Dataset entries:
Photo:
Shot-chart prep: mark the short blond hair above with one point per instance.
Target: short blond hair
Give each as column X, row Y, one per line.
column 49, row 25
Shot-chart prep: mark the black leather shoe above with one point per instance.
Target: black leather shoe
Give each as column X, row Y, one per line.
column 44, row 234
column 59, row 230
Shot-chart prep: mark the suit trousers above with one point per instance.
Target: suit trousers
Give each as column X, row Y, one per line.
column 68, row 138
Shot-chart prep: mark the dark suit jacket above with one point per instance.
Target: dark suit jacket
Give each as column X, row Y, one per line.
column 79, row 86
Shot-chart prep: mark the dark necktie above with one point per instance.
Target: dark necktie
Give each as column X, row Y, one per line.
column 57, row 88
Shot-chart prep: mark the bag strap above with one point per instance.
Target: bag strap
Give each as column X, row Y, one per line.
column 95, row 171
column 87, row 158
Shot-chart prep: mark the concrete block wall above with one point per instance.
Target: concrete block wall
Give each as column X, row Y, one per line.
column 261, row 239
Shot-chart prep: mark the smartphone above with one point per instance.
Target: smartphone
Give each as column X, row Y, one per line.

==

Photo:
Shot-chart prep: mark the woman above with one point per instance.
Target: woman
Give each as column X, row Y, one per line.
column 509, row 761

> [The request] Edit the lines starting with the one containing "Shot-chart prep: mark the black" and going on through the one containing "column 59, row 230", replacing "leather" with "suede" and leaving everything else unchanged. Return only those lines.

> [Response below]
Shot-chart prep: mark the black suede shoe above with one point per instance.
Target: black suede shoe
Give each as column X, row Y, one per line.
column 44, row 234
column 59, row 230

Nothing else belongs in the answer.